* **Problem description**: Locate each line below that contains the word "bridge", and copy all of those lines in full.

[start Records provided]

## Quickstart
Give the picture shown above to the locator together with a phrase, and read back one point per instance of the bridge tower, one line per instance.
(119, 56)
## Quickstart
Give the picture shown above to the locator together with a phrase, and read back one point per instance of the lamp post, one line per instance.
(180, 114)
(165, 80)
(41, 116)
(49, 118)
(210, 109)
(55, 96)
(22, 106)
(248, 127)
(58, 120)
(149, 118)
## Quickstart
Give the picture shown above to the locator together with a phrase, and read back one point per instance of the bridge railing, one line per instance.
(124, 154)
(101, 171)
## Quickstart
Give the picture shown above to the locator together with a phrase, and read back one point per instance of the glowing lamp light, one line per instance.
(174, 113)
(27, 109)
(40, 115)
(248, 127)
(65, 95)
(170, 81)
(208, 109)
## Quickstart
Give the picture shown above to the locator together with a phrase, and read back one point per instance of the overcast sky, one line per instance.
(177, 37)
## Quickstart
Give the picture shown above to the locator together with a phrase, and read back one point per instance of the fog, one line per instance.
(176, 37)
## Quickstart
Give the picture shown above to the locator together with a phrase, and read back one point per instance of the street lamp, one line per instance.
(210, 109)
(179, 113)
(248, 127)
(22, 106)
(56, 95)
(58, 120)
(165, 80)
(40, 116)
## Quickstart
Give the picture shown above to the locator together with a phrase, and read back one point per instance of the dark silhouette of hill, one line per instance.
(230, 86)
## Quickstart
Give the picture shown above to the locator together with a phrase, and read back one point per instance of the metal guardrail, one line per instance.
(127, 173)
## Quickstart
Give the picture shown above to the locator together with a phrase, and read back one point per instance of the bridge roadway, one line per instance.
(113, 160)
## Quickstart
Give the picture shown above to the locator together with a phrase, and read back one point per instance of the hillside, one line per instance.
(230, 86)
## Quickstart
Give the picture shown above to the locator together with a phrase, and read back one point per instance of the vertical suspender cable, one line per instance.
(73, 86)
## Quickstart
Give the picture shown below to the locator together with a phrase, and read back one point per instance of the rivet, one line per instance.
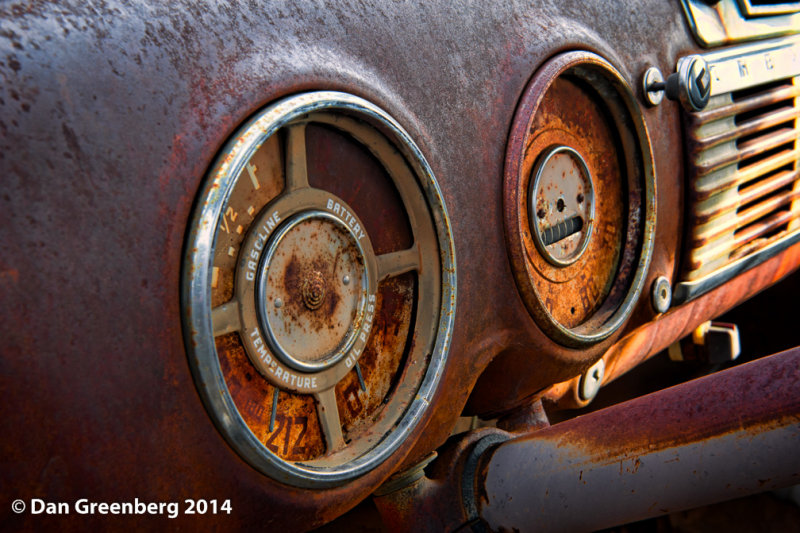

[end Records provided]

* **Written reply**:
Give the picture shown above to the locator together with a phrase, and read back one point per instance of the bridge tower, one line per instance.
Give the picture shown above to the locator together with a phrase, and read back one point per instance of the bridge railing, one line per instance.
Give the picture shown above to the locator together with a phrase, and read back one point per instance of the bridge roadway, one line per instance.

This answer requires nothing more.